Since only the words are wanted, reproduce every entry exactly and leave the images behind.

=== GIVEN DATA ===

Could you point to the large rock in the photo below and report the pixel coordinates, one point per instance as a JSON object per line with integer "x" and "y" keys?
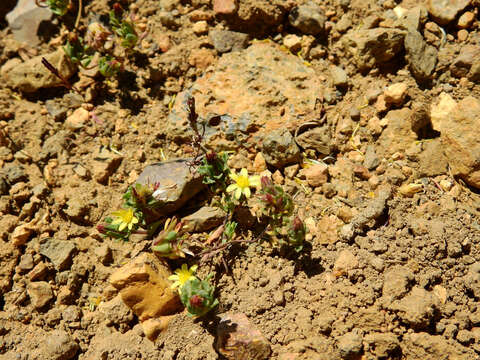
{"x": 238, "y": 339}
{"x": 25, "y": 19}
{"x": 421, "y": 57}
{"x": 252, "y": 92}
{"x": 144, "y": 287}
{"x": 179, "y": 181}
{"x": 32, "y": 75}
{"x": 445, "y": 11}
{"x": 457, "y": 123}
{"x": 370, "y": 47}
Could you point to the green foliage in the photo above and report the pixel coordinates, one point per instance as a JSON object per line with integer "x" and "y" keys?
{"x": 198, "y": 296}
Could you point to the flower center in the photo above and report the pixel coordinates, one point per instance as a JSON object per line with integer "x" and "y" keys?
{"x": 242, "y": 182}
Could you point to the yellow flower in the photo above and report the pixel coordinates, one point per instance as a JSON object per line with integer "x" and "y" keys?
{"x": 182, "y": 275}
{"x": 125, "y": 219}
{"x": 242, "y": 184}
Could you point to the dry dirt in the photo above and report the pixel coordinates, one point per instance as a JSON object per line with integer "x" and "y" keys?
{"x": 387, "y": 276}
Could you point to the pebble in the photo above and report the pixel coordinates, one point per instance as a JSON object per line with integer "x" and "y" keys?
{"x": 395, "y": 94}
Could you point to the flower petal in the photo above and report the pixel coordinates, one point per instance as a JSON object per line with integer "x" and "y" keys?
{"x": 231, "y": 187}
{"x": 238, "y": 193}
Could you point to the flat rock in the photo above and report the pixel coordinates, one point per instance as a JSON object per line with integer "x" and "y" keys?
{"x": 371, "y": 47}
{"x": 40, "y": 293}
{"x": 457, "y": 125}
{"x": 144, "y": 287}
{"x": 238, "y": 338}
{"x": 59, "y": 252}
{"x": 25, "y": 19}
{"x": 251, "y": 92}
{"x": 180, "y": 182}
{"x": 32, "y": 75}
{"x": 421, "y": 57}
{"x": 206, "y": 218}
{"x": 445, "y": 11}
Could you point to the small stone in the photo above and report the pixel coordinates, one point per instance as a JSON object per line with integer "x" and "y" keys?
{"x": 78, "y": 119}
{"x": 236, "y": 337}
{"x": 59, "y": 252}
{"x": 350, "y": 344}
{"x": 280, "y": 149}
{"x": 25, "y": 21}
{"x": 339, "y": 76}
{"x": 39, "y": 272}
{"x": 226, "y": 41}
{"x": 21, "y": 234}
{"x": 153, "y": 327}
{"x": 259, "y": 163}
{"x": 200, "y": 27}
{"x": 345, "y": 262}
{"x": 225, "y": 7}
{"x": 40, "y": 293}
{"x": 206, "y": 218}
{"x": 316, "y": 175}
{"x": 466, "y": 20}
{"x": 309, "y": 18}
{"x": 292, "y": 42}
{"x": 445, "y": 11}
{"x": 144, "y": 287}
{"x": 395, "y": 94}
{"x": 462, "y": 35}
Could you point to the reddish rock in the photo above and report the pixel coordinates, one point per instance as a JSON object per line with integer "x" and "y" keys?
{"x": 224, "y": 6}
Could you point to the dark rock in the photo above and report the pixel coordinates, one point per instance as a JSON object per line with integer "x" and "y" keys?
{"x": 308, "y": 18}
{"x": 421, "y": 57}
{"x": 226, "y": 41}
{"x": 59, "y": 252}
{"x": 206, "y": 218}
{"x": 279, "y": 149}
{"x": 179, "y": 182}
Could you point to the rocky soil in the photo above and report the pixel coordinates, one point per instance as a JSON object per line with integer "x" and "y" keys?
{"x": 384, "y": 95}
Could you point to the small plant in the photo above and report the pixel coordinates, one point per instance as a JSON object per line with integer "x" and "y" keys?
{"x": 198, "y": 296}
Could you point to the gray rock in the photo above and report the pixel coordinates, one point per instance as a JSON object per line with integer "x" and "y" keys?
{"x": 417, "y": 308}
{"x": 206, "y": 218}
{"x": 40, "y": 293}
{"x": 58, "y": 346}
{"x": 226, "y": 41}
{"x": 339, "y": 76}
{"x": 350, "y": 344}
{"x": 32, "y": 75}
{"x": 397, "y": 282}
{"x": 59, "y": 252}
{"x": 279, "y": 149}
{"x": 308, "y": 18}
{"x": 445, "y": 11}
{"x": 25, "y": 19}
{"x": 370, "y": 47}
{"x": 178, "y": 182}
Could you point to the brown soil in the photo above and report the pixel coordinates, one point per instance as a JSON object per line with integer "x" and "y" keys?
{"x": 406, "y": 283}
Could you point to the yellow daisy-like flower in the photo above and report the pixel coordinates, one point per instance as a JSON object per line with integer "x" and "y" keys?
{"x": 125, "y": 219}
{"x": 242, "y": 184}
{"x": 182, "y": 275}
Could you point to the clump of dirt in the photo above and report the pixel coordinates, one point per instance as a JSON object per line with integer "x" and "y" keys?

===

• SOLVED EXERCISE:
Could you point to the large rock in the photo below and report the pixel coordinates, one point per instance as a JSON object per line with integer "x" and "y" keys?
{"x": 238, "y": 339}
{"x": 25, "y": 19}
{"x": 421, "y": 57}
{"x": 252, "y": 92}
{"x": 144, "y": 287}
{"x": 179, "y": 181}
{"x": 32, "y": 75}
{"x": 445, "y": 11}
{"x": 457, "y": 123}
{"x": 370, "y": 47}
Could you point to the green foliage in the photo above and report the pixel coordinates, one point per instance as a JSON object per line with integer "x" and "y" keys?
{"x": 198, "y": 296}
Could you point to the flower center in the photo above and report the pixel coordinates, one point per instance as a JSON object per line with integer "x" and "y" keys?
{"x": 242, "y": 182}
Could you point to the yellow flower in the photo above and report the pixel coordinates, one point per instance as a JSON object per line with integer "x" and "y" keys?
{"x": 182, "y": 275}
{"x": 125, "y": 219}
{"x": 242, "y": 184}
Could you point to the dry dirt in the photo above and report the pixel coordinates, one point per instance as a JSON object per line with integer "x" and "y" keys?
{"x": 387, "y": 276}
Could you point to the pebble in the photo above and report the pixel coordinates, one point per instance as a JSON object per line with integer "x" and "y" keys?
{"x": 395, "y": 94}
Could you point to the flower petal in the photo above and report the pixel coordinates, one point per instance as a JSON object per line with integer "x" and "y" keys?
{"x": 231, "y": 187}
{"x": 238, "y": 193}
Could you point to the flat rock in the photo above and report the pixel coordinates, one point per instance as a JSON object per line with integer "x" and "y" keys?
{"x": 371, "y": 47}
{"x": 40, "y": 293}
{"x": 457, "y": 125}
{"x": 144, "y": 287}
{"x": 238, "y": 338}
{"x": 59, "y": 252}
{"x": 25, "y": 19}
{"x": 251, "y": 92}
{"x": 180, "y": 182}
{"x": 32, "y": 75}
{"x": 421, "y": 57}
{"x": 206, "y": 218}
{"x": 445, "y": 11}
Could you point to the small stone in the photo above and report the pixel coordinates, one point per instance as a JSON object per line with integer "x" and "y" keys?
{"x": 78, "y": 119}
{"x": 236, "y": 337}
{"x": 59, "y": 252}
{"x": 350, "y": 344}
{"x": 280, "y": 149}
{"x": 25, "y": 21}
{"x": 339, "y": 76}
{"x": 39, "y": 272}
{"x": 226, "y": 41}
{"x": 21, "y": 234}
{"x": 153, "y": 327}
{"x": 259, "y": 163}
{"x": 200, "y": 27}
{"x": 345, "y": 262}
{"x": 225, "y": 7}
{"x": 40, "y": 293}
{"x": 206, "y": 218}
{"x": 316, "y": 175}
{"x": 466, "y": 20}
{"x": 309, "y": 18}
{"x": 292, "y": 42}
{"x": 445, "y": 11}
{"x": 144, "y": 287}
{"x": 395, "y": 94}
{"x": 462, "y": 35}
Could you point to the reddish rock in the photo above and report the pixel coordinates, one point per instance as a JSON object per line with integer "x" and "y" keys?
{"x": 224, "y": 6}
Could you point to the dark rock in the photo above and report the pixel coordinates, one point per instance as a JSON object per line with integer "x" and "y" keys?
{"x": 308, "y": 18}
{"x": 421, "y": 57}
{"x": 226, "y": 41}
{"x": 59, "y": 252}
{"x": 206, "y": 218}
{"x": 279, "y": 149}
{"x": 179, "y": 182}
Could you point to the rocky soil in the photo above and report the pixel coordinates, one point per instance as a JSON object per line with integer "x" and "y" keys?
{"x": 384, "y": 95}
Could you point to the small plant in the photo above and report the pixel coordinates, one point per instance as a JSON object per line with integer "x" and "y" keys?
{"x": 198, "y": 296}
Could you point to the gray rock in the photo above and report the pixel coordinates, one point per instance as a JSON object per line with integer "x" and "y" keys?
{"x": 417, "y": 308}
{"x": 206, "y": 218}
{"x": 40, "y": 293}
{"x": 58, "y": 346}
{"x": 226, "y": 41}
{"x": 339, "y": 76}
{"x": 350, "y": 344}
{"x": 32, "y": 75}
{"x": 397, "y": 282}
{"x": 59, "y": 252}
{"x": 279, "y": 149}
{"x": 308, "y": 18}
{"x": 445, "y": 11}
{"x": 25, "y": 19}
{"x": 370, "y": 47}
{"x": 178, "y": 182}
Could you point to the brown soil in the photo above and report the pixel coordinates, one point per instance as a JSON object per line with integer "x" and "y" keys?
{"x": 406, "y": 283}
Could you point to the yellow daisy-like flower in the photo above and report the pixel coordinates, one point per instance as a JSON object per line with integer "x" and "y" keys?
{"x": 125, "y": 219}
{"x": 242, "y": 184}
{"x": 182, "y": 275}
Could you point to the clump of dirt in the photo above and report the pixel coordinates, one point per instance as a JSON object per line with integer "x" and "y" keys?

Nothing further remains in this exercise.